> [Dataset rows on where objects appear]
——

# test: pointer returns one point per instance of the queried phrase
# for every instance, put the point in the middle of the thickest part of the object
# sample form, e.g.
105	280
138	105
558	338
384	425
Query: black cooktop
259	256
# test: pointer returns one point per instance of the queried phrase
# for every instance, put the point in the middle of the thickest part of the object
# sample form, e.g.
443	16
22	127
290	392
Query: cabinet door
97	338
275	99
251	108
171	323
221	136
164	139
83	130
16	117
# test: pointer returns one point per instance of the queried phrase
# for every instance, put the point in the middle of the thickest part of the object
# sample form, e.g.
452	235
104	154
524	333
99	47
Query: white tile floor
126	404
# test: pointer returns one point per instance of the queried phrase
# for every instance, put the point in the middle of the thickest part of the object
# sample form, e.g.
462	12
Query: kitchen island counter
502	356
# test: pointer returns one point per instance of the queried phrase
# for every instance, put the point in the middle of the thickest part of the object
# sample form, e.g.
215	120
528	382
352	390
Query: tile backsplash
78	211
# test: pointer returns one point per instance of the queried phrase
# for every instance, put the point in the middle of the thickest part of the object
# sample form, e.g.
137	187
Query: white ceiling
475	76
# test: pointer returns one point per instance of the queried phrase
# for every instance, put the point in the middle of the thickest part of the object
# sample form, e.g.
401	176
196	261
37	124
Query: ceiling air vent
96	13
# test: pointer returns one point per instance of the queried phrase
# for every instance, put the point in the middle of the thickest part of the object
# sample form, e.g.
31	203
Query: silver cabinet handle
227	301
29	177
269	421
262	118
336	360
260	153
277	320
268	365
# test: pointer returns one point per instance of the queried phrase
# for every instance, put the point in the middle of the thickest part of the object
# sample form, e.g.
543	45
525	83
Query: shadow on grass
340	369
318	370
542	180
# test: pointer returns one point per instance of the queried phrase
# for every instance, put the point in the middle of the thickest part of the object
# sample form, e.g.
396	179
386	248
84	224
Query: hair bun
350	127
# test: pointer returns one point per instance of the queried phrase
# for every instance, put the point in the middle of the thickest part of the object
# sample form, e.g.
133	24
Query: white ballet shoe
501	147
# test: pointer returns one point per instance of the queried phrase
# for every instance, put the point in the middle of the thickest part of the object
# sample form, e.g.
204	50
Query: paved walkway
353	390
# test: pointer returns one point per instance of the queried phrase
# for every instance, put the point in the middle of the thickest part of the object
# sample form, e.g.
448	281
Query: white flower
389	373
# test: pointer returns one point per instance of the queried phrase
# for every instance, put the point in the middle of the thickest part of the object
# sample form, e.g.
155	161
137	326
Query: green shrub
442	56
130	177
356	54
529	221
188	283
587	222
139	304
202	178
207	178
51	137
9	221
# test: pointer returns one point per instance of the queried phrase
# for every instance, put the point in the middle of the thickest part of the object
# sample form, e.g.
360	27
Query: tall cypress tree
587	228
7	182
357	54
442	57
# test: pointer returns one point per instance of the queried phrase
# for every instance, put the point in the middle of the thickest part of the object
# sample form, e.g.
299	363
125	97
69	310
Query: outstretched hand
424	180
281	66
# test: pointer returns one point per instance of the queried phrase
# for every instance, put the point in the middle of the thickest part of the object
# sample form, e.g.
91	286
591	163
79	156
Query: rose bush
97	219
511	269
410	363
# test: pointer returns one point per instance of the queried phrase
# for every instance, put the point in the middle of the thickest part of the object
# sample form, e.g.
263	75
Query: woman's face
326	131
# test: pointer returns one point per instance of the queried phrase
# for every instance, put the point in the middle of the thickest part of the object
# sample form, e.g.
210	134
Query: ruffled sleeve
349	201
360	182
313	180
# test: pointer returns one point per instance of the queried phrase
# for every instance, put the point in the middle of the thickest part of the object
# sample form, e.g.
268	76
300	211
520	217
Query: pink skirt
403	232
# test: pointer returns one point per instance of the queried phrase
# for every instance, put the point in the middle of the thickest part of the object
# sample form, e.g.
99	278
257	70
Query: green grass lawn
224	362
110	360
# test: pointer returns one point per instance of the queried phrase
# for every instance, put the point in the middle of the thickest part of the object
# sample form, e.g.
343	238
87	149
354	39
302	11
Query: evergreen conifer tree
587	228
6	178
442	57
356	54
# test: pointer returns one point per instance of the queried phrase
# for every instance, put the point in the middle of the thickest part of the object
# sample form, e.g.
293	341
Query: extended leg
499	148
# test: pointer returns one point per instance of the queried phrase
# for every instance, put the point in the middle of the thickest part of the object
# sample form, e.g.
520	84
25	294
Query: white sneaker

——

> [WRITTEN PROBLEM]
Copy out the material above in its entirety. Every detail must match.

> [SOLUTION]
# test: pointer returns one point per instance of the queried phrase
# for every instance, put the point in the middle of the thickest part of the object
# sample form, e.g.
105	280
138	105
558	338
384	425
Query: black cooktop
259	256
# test: pointer returns one point per instance of the queried phrase
# for every instance, put the point in the middle of the thickest part of the object
# sample form, e.g.
443	16
22	127
290	392
Query: cabinet door
97	338
275	99
251	108
171	323
221	136
164	139
83	130
16	117
# test: pointer returns one point per instance of the queried phrase
# for every instance, put the point in the middle of the thickest part of the object
# sample form, e.g.
452	235
104	154
524	333
99	47
Query: white tile floor
126	404
# test: pointer returns one point per instance of the queried phrase
# for every instance, put the point in the middle of the thickest part of the object
# sample form, e.g.
462	12
Query: kitchen island counter
502	356
# test: pointer returns one point per instance of the queried phrase
# for every instance, put the point in the middle of the thickest part of the object
# sample form, e.g.
215	120
528	382
352	390
Query: tile backsplash
78	211
# test: pointer returns one point per instance of the queried phrase
# for every instance, put the point in the middle of the thickest part of the object
# sample form, e.g.
137	187
Query: white ceiling
475	76
# test: pointer returns one point per instance of the queried phrase
# for every instance, put the point in the middle of the thickest part of the object
# sample form, e.g.
401	176
196	261
37	124
Query: ceiling air vent
96	13
# test: pointer returns one point per instance of the queried phrase
# for every instance, put the point in the middle of the thickest part of the object
# sample form, e.g.
31	203
Query: silver cabinet handle
227	301
29	177
269	421
262	118
336	360
260	153
277	320
268	365
# test: pointer returns one point per instance of the queried phrase
# for every instance, put the point in the middle of the thickest part of the object
# sample form, e.g.
543	45
525	83
Query: shadow on grass
340	369
318	370
542	180
# test: pointer returns one point per instance of the queried phrase
# for every instance, put the point in the middle of the thickest part of the object
# sample form, e.g.
396	179
386	248
84	224
Query: hair bun
350	127
# test: pointer returns one point per instance of the queried phrase
# for every instance, put the point in the middle of the thickest part of the object
# sample form, e.g.
133	24
Query: white ballet shoe
501	147
# test: pointer returns one point per instance of the queried phrase
# for every instance, put the point in the middle of the thickest part of the object
# sample form, e.g.
204	50
Query: paved walkway
353	390
# test: pointer returns one point per instance of the queried phrase
# for every instance, put the point in the middle of the thickest part of the object
# sample form, e.g.
448	281
Query: white flower
389	373
# test: pointer returns one point per instance of the queried phrase
# for every instance, put the point in the middle of the thickest part of the object
# sample form, e.g.
155	161
137	326
Query: green shrub
442	56
130	177
356	54
529	221
188	283
587	222
139	304
202	178
207	178
51	137
9	221
# test: pointer returns one point per instance of the queried phrase
# for every instance, put the point in the middle of the thickest part of the object
# sample form, e.g.
360	27
Query: tall cypress tree
587	228
7	182
357	54
442	57
# test: pointer returns one point per instance of the queried phrase
# for every instance, put the point in the middle of the thickest part of the object
# sample form, e.g.
299	363
125	97
69	310
Query: outstretched hand
424	180
281	66
# test: pointer returns one point per instance of the queried phrase
# for every instance, put the point in the middle of the thickest part of the object
# sample form, e.g.
91	286
591	163
79	156
Query: rose bush
97	219
511	269
410	363
# test: pointer returns one point per instance of the queried phrase
# for every instance, put the point in the middle of the thickest part of the object
# sample form, e.g.
263	75
Query: woman's face
326	131
# test: pointer returns one point per instance of the queried phrase
# for every instance, put the point in the middle of the thickest part of the object
# sample form, e.g.
210	134
Query: ruffled sleeve
349	201
360	182
313	180
# test: pointer returns one point per instance of the queried phrase
# for every instance, put the point in the middle of the thickest part of the object
# sample form, e.g.
268	76
300	211
520	217
Query: pink skirt
403	232
# test: pointer returns one point per instance of the queried phrase
# for every instance, put the point in the middle of the thickest part of the object
# sample form, e.g.
99	278
257	70
Query: green grass lawn
224	362
110	360
# test: pointer returns one point per instance of the queried phrase
# for every instance, put the point in the middle of the thickest part of the object
# sample form, e.g.
343	238
87	149
354	39
302	11
Query: evergreen conifer tree
587	228
6	178
442	57
356	54
# test: pointer returns one point per instance of the queried phrase
# for every instance, put the point in the middle of the thickest part of the object
# sample form, e.g.
293	341
Query: extended leg
499	148
# test: pointer returns one point per instance of the queried phrase
# for every instance, put the point in the middle of the thickest part of the object
# sample form, e.g.
520	84
25	294
Query: white sneaker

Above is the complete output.